Your output must reproduce all the records below precisely and contain no pictures.

Collected data ->
BEGIN
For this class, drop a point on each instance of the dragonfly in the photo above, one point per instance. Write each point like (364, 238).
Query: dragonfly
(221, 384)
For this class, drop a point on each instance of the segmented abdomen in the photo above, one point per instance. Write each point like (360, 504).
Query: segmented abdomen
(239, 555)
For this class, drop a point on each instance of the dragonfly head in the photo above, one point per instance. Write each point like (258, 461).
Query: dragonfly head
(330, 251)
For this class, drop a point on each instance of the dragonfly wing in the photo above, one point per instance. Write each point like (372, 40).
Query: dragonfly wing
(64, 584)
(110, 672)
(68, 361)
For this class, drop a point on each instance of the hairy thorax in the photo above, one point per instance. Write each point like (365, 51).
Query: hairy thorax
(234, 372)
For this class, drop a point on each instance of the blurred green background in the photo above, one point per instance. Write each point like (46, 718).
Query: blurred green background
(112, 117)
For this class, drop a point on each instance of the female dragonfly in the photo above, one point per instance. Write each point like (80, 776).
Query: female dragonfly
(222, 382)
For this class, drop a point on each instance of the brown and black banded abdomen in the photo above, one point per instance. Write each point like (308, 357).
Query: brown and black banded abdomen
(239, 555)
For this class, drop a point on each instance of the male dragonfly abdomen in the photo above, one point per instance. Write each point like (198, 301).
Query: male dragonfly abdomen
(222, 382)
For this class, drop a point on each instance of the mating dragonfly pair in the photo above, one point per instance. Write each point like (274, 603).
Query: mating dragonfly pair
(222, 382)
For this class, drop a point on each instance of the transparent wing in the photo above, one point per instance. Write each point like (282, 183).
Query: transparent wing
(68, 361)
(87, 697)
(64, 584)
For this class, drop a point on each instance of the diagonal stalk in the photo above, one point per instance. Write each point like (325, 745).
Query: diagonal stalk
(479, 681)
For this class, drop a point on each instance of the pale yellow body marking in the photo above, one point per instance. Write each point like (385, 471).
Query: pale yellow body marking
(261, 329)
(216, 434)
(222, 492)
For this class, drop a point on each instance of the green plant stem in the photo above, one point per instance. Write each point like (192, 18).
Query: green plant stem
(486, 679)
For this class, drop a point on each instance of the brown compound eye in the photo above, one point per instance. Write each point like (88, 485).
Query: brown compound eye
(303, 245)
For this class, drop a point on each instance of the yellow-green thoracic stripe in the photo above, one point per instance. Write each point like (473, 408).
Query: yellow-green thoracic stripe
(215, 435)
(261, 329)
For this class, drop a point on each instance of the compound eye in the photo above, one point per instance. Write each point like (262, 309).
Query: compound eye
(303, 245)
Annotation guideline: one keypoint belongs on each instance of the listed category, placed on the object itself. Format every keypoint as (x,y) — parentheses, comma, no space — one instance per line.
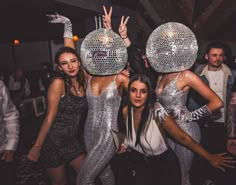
END
Written response ->
For this class, drop a point on each instance of the dragonfly in the photo above, one point per instance. Write each point like (364, 238).
Query: dragonfly
(221, 384)
For this class, drop a point on each instance of the segmented abdomen in the photo above, one point per instance. Write each point like (360, 504).
Query: segmented abdomen
(239, 555)
For this class, drop a point on each instance of the dragonfly head in the photo above, one point per instance. Write each point like (258, 461).
Query: dragonfly head
(330, 251)
For this class, drop a point on each instance of the dragonfly wing in the photo above, one point per instance. Write each point like (372, 40).
Query: dragonfly wing
(64, 584)
(110, 672)
(68, 361)
For this class, drop a point on each instance of the hairy thorax in the photo above, one point per instance. Write each point like (365, 51).
Query: hairy thorax
(234, 372)
For this class, drop a point on each instance of the blurred green background in the photo above, one point per instance. Write each point like (46, 718).
Query: blurred green background
(112, 117)
For this class, drop a point on each instance of the female dragonfly in the photo above, one point per instance. Write each point like (80, 776).
Query: female dragonfly
(222, 382)
For this class, drop a point on each instance of the brown and black banded abdomen in the photo above, one point per instance. Write each point like (308, 357).
Query: brown and black banded abdomen
(239, 555)
For this class, drop a point on each instance of the male dragonfly abdomen in the photo above, one point per instance. Write each point like (198, 301).
Query: male dragonfly abdomen
(222, 382)
For this class, drop a point on each instance of the mating dragonfly pair in the photo above, one point per instance. Write each point like (274, 603).
Query: mating dragonfly pair
(222, 382)
For this class, drop a point on each instance of the transparent wing in the photo above, one point per instance. Write each point like (282, 183).
Query: transparent wing
(68, 361)
(87, 697)
(64, 584)
For this class, drop a point on each instance of the diagonal stalk in the photo above, one point per instance. Write each point like (325, 745).
Query: diagonal stalk
(479, 681)
For this class, drop a point on each instance of the pale yellow body marking in the photo above, one point per instance. Write each point like (385, 471).
Query: pale yellow body marking
(261, 329)
(216, 434)
(222, 492)
For this class, drop a point on each instance of the green plant stem in the photo above, one point per instance. Write each point like (192, 18).
Query: green plant stem
(486, 679)
For this class, drop a point on each instance of the brown compound eye in the photo above, one point per instance. Write each point like (88, 485).
Query: brown compound eye
(303, 245)
For this class, drop a point on each instance of the yellow-green thoracic stripe in the photo above, one point per instance. Write each point like (473, 408).
Query: yellow-green thoracic stripe
(215, 435)
(261, 329)
For this class, drop a point on each instance of the compound eye in the photo above, one point per instance. Write each point like (262, 309).
Query: compound eye
(303, 245)
Annotation guideline: one keypoint belongs on each instance of the listed category, placed on the object itself. Format every keypoint as (x,y) — parentheses, comma, no space — one instance per line.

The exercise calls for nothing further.